## WRITTEN EXERCISE
Transcribe the listing below verbatim, starting at its first line and ending at the line containing "[0,0,792,98]", with both of those lines included.

★ ★ ★ ★ ★ ★ ★

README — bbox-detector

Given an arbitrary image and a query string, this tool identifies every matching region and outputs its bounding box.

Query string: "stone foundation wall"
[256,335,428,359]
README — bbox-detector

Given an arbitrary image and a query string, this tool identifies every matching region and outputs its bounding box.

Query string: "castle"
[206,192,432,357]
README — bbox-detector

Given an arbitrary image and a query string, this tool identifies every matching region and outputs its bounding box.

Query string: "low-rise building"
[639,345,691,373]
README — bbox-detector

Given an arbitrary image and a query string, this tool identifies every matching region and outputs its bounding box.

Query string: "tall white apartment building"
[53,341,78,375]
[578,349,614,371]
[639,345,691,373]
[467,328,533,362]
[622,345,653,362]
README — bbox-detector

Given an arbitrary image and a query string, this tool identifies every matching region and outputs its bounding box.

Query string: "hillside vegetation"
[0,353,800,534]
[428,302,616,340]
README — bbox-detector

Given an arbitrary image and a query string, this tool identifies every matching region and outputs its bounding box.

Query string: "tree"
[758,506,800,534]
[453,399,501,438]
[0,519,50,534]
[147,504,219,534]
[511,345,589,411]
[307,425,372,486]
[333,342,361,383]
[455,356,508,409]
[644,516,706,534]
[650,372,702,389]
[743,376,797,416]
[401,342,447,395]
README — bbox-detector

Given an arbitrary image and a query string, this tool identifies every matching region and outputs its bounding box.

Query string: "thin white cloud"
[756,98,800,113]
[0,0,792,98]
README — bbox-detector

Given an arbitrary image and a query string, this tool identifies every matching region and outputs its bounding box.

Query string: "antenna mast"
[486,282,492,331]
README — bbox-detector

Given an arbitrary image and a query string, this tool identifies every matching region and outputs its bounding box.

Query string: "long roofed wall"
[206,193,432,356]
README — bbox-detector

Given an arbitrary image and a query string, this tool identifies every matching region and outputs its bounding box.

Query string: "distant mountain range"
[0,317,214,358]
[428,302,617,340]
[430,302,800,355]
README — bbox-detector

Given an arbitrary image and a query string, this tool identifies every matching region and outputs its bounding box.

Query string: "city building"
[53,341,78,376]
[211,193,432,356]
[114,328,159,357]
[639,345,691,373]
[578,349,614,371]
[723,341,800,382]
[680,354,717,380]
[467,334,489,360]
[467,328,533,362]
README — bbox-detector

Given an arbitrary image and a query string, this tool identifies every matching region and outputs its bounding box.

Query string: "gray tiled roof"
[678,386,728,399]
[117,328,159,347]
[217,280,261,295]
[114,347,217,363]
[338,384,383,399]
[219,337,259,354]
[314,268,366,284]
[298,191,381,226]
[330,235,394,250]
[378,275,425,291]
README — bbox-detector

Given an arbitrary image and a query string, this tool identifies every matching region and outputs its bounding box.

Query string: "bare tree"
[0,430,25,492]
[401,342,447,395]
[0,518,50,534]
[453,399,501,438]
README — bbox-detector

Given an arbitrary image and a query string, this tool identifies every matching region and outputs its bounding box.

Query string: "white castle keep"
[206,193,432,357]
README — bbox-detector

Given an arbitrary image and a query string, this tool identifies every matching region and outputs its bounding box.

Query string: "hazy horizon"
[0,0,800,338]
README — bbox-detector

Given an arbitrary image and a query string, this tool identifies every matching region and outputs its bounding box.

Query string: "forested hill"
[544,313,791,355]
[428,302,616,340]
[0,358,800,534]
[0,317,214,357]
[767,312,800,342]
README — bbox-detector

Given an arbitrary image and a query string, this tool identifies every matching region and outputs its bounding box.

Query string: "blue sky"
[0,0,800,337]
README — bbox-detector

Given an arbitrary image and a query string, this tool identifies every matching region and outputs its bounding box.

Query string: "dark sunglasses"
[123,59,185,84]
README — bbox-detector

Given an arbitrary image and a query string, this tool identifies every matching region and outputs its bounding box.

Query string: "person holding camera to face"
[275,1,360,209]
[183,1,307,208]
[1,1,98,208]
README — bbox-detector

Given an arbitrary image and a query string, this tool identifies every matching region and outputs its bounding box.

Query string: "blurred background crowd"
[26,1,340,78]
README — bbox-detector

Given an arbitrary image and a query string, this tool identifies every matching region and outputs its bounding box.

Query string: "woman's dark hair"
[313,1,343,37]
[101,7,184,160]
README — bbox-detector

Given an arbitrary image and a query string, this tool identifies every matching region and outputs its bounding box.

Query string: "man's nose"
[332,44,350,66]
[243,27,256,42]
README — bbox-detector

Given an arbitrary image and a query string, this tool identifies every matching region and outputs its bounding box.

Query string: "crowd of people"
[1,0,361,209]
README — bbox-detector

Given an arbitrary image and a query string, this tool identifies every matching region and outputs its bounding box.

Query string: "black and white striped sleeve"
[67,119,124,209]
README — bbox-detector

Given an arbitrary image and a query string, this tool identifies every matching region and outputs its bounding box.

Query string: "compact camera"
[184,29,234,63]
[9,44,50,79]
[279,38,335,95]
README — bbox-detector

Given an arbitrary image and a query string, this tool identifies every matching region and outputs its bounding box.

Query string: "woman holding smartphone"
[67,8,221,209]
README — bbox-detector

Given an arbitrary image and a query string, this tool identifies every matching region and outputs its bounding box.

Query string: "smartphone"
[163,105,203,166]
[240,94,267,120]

★ ★ ★ ★ ★ ★ ★

## SOLUTION FOR THIS EXERCISE
README — bbox-detector

Given an arbitrary image and a query string, this tool identifies every matching region and outputs its bounding box.

Query string: "stone foundation wall"
[256,335,428,359]
README — bbox-detector

Given an arbitrary image and a query string, this tool identifies every matching region and outputs its bounding box.

Query string: "castle"
[206,192,432,357]
README — bbox-detector

Given an arbitrary image and a query string, this tool identifies every matching region and outputs its bounding box.

Query string: "low-rise building"
[639,345,691,373]
README — bbox-detector

Given an arbitrary image and a query string, this tool identifies every matching region and outputs its bounding box.

Query string: "tall white apartment building"
[53,341,78,375]
[578,349,614,371]
[639,345,691,373]
[467,328,533,362]
[622,345,653,362]
README — bbox-detector

Given an arbitrary image and a query string, this tool identifies every matching region and outputs its bounding box.

Query string: "hillside vegetation"
[0,353,800,534]
[428,302,616,340]
README — bbox-detector

Given an arbitrary image and a query string, this tool identifies every matching region and outputs its bounding box.

Query string: "tree"
[758,506,800,534]
[453,399,501,438]
[0,519,50,534]
[147,504,219,534]
[511,345,589,411]
[307,425,372,486]
[333,342,361,383]
[455,356,508,409]
[644,516,706,534]
[650,372,702,389]
[743,376,797,416]
[401,342,447,395]
README — bbox-detector

Given an arbitrary image and a query string, this tool identifies every matching region and outputs its bounding box.

Query string: "thin white cloud"
[756,98,800,113]
[0,0,792,98]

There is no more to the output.